* Written problem: Rewrite the lines below as a numbered list and omit any blank lines.

* Material for the task:
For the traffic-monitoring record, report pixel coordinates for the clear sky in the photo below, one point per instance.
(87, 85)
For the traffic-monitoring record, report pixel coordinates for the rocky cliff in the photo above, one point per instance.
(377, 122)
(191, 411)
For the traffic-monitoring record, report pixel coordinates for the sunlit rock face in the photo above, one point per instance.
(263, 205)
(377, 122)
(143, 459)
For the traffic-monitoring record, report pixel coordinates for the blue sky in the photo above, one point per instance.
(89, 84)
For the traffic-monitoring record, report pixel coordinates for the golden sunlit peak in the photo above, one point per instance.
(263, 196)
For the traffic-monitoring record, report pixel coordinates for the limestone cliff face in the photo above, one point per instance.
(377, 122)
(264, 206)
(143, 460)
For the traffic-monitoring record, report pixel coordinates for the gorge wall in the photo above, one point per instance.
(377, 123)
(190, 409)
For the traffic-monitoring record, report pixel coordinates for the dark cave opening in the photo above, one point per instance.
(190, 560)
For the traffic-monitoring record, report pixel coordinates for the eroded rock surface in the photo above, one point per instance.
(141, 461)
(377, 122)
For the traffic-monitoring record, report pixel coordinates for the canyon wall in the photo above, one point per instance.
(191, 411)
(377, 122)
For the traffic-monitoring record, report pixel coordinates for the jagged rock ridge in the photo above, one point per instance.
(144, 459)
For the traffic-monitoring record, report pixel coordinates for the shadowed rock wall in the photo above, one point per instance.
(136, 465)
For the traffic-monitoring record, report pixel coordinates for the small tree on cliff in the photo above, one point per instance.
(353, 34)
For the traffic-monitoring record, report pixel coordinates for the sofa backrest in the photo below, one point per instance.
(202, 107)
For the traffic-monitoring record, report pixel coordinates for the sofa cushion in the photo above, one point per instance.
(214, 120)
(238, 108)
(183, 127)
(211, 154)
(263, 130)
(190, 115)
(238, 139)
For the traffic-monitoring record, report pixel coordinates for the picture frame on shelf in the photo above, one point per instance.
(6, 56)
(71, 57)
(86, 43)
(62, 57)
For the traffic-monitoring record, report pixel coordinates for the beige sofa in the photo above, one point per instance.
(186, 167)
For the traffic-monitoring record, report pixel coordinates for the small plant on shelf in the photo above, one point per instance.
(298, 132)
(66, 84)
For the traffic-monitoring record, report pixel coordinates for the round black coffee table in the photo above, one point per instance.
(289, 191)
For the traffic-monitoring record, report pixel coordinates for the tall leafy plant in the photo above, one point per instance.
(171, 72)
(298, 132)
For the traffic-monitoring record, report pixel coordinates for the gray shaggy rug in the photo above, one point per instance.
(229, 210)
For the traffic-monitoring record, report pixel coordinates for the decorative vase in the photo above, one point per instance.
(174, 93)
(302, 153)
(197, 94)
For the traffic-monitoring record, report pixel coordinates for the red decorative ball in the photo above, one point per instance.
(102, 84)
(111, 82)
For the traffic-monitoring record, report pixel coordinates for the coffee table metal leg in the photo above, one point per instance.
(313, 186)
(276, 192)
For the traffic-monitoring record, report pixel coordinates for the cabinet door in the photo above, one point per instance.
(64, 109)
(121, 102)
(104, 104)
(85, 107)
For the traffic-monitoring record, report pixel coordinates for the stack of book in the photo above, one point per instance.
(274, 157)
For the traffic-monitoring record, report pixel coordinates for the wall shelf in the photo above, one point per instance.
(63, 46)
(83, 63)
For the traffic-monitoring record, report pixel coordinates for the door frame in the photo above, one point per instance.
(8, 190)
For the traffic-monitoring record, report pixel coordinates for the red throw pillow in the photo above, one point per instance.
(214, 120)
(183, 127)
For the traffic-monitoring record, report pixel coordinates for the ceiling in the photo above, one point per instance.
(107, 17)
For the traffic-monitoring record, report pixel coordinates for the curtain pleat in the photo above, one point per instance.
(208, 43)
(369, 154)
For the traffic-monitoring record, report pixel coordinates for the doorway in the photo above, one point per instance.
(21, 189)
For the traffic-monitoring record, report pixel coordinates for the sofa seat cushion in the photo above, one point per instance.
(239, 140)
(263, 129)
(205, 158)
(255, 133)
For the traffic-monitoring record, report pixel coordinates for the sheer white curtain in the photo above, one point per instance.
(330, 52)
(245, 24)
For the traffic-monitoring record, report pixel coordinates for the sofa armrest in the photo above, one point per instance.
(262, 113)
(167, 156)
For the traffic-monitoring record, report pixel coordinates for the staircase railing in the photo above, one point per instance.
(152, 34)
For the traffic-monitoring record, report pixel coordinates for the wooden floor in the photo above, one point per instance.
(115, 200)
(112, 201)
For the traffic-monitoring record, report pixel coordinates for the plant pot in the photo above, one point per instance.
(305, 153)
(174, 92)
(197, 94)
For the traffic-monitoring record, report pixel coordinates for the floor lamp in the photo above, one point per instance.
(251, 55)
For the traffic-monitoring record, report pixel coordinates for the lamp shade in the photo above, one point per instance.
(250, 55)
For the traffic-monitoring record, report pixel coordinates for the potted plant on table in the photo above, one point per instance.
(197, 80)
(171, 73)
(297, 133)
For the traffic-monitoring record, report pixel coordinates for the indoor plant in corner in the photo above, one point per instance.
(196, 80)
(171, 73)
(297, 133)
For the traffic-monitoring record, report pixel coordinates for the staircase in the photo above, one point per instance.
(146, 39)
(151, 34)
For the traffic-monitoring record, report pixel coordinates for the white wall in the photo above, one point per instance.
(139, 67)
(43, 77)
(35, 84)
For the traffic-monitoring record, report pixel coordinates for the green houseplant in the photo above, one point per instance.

* Response to this task:
1. For the traffic-monitoring record, report pixel coordinates for the clear sky in the photo below, one point per instance.
2. (87, 85)
3. For the traffic-monitoring record, report pixel coordinates for the rocky cliff in the photo above, one point per instance.
4. (377, 122)
5. (191, 411)
6. For the traffic-monitoring record, report pixel coordinates for the sunlit rock face in the photo above, one point per instance.
7. (263, 205)
8. (377, 122)
9. (143, 459)
10. For the traffic-monitoring record, report pixel coordinates for the blue sky in the photo above, one point per instance.
11. (89, 84)
12. For the traffic-monitoring record, report pixel coordinates for the golden sunlit peak in the photo above, one point per instance.
13. (263, 196)
14. For the traffic-monitoring record, report pixel coordinates for the limestone cliff face in the photo above, one point per instance.
15. (377, 122)
16. (264, 206)
17. (143, 460)
18. For the traffic-monitoring record, report pixel coordinates for the gorge wall in the photo above, one point per instance.
19. (377, 123)
20. (190, 409)
21. For the traffic-monitoring record, report pixel coordinates for the dark cave opening in the photo above, one point per instance.
22. (190, 560)
23. For the traffic-monitoring record, report pixel coordinates for the eroded rock surface in the photo above, one point per instance.
24. (141, 461)
25. (377, 122)
26. For the traffic-monitoring record, report pixel coordinates for the canyon wall in the photo above, one point per instance.
27. (191, 411)
28. (377, 122)
29. For the traffic-monitoring record, report pixel coordinates for the jagged rock ridge in the photo above, one point per instance.
30. (144, 459)
31. For the traffic-monitoring record, report pixel coordinates for the shadowed rock wall in the photo above, one point per instance.
32. (136, 465)
33. For the traffic-monitoring record, report pixel coordinates for the small tree on cliff in the photo above, one point per instance.
34. (353, 34)
35. For the traffic-monitoring record, report pixel coordinates for the sofa backrest in the photo below, one point per instance.
36. (202, 107)
37. For the traffic-monitoring record, report pixel coordinates for the sofa cushion in the photo above, one point per instance.
38. (214, 120)
39. (238, 108)
40. (183, 127)
41. (211, 154)
42. (263, 130)
43. (190, 115)
44. (238, 139)
45. For the traffic-monitoring record, report pixel coordinates for the picture frame on shelf in the photo above, one point per instance.
46. (6, 56)
47. (71, 57)
48. (86, 43)
49. (62, 57)
50. For the traffic-monitoring record, report pixel coordinates for the beige sofa in the photo above, one point per instance.
51. (186, 167)
52. For the traffic-monitoring record, report pixel coordinates for the small plant on shelf in the photo above, one point per instance.
53. (298, 132)
54. (66, 84)
55. For the traffic-monitoring record, report pixel coordinates for the round black coffee table in the photo above, one point per instance.
56. (289, 191)
57. For the traffic-monitoring record, report pixel coordinates for the tall leafy plant in the photo above, one point per instance.
58. (171, 72)
59. (298, 132)
60. For the traffic-monitoring record, report pixel coordinates for the gray shaggy rug in the photo above, one point per instance.
61. (229, 210)
62. For the traffic-monitoring record, report pixel coordinates for the decorative vase in the photo above, one point per instance.
63. (174, 93)
64. (302, 153)
65. (197, 94)
66. For the traffic-monitoring record, report pixel coordinates for the red decorative ball in the photo above, one point per instance.
67. (102, 84)
68. (111, 82)
69. For the traffic-monitoring record, report pixel coordinates for the coffee table metal leg in the photo above, one point per instance.
70. (313, 186)
71. (276, 192)
72. For the traffic-monitoring record, report pixel coordinates for the cabinet door in the photo above, one point per instance.
73. (64, 109)
74. (121, 102)
75. (104, 104)
76. (85, 107)
77. For the traffic-monitoring record, report pixel coordinates for the stack of book in the photo above, one point per instance.
78. (274, 157)
79. For the traffic-monitoring record, report pixel coordinates for the wall shelf in the photo above, one point per instance.
80. (63, 46)
81. (83, 63)
82. For the traffic-monitoring record, report pixel coordinates for the door frame in the photo above, one point per instance.
83. (8, 190)
84. For the traffic-monitoring record, report pixel coordinates for the red throw pillow in the photo above, one point per instance.
85. (214, 120)
86. (183, 127)
87. For the traffic-monitoring record, report pixel coordinates for the ceiling in the photo above, one point per instance.
88. (107, 17)
89. For the traffic-monitoring record, report pixel coordinates for the curtain pleat in the photo above, one point per instance.
90. (208, 43)
91. (369, 154)
92. For the traffic-monitoring record, report pixel coordinates for the doorway in the photo above, one point per instance.
93. (21, 189)
94. For the traffic-monitoring record, report pixel coordinates for the sofa seat cushion in the photo above, one point per instance.
95. (239, 140)
96. (263, 129)
97. (205, 158)
98. (255, 133)
99. For the traffic-monitoring record, report pixel coordinates for the sheer white curtain in the photo above, one point per instance.
100. (330, 52)
101. (245, 24)
102. For the traffic-monitoring record, report pixel coordinates for the sofa armrest in the photo above, one point per instance.
103. (262, 113)
104. (167, 156)
105. For the traffic-monitoring record, report pixel coordinates for the staircase railing in the photo above, one point per instance.
106. (152, 34)
107. For the traffic-monitoring record, report pixel coordinates for the wooden floor in the photo above, one point per instance.
108. (115, 200)
109. (112, 201)
110. For the traffic-monitoring record, report pixel coordinates for the plant pot in the photo above, one point per instance.
111. (305, 153)
112. (174, 92)
113. (197, 94)
114. For the traffic-monitoring record, report pixel coordinates for the floor lamp in the photo above, one point per instance.
115. (251, 55)
116. For the traffic-monitoring record, report pixel coordinates for the lamp shade in the photo above, one point per instance.
117. (250, 55)
118. For the traffic-monitoring record, report pixel coordinates for the potted plant on table in the photo above, one point per instance.
119. (197, 80)
120. (171, 73)
121. (297, 133)
122. For the traffic-monitoring record, report pixel coordinates for the indoor plant in corner in the photo above, one point per instance.
123. (196, 80)
124. (171, 73)
125. (297, 133)
126. For the traffic-monitoring record, report pixel coordinates for the staircase in the photo above, one point per instance.
127. (146, 39)
128. (151, 34)
129. For the traffic-monitoring record, report pixel coordinates for the white wall in the photo above, one point per instance.
130. (139, 67)
131. (43, 77)
132. (35, 84)
133. For the traffic-monitoring record, report pixel coordinates for the green houseplant in the photo above, one point per instance.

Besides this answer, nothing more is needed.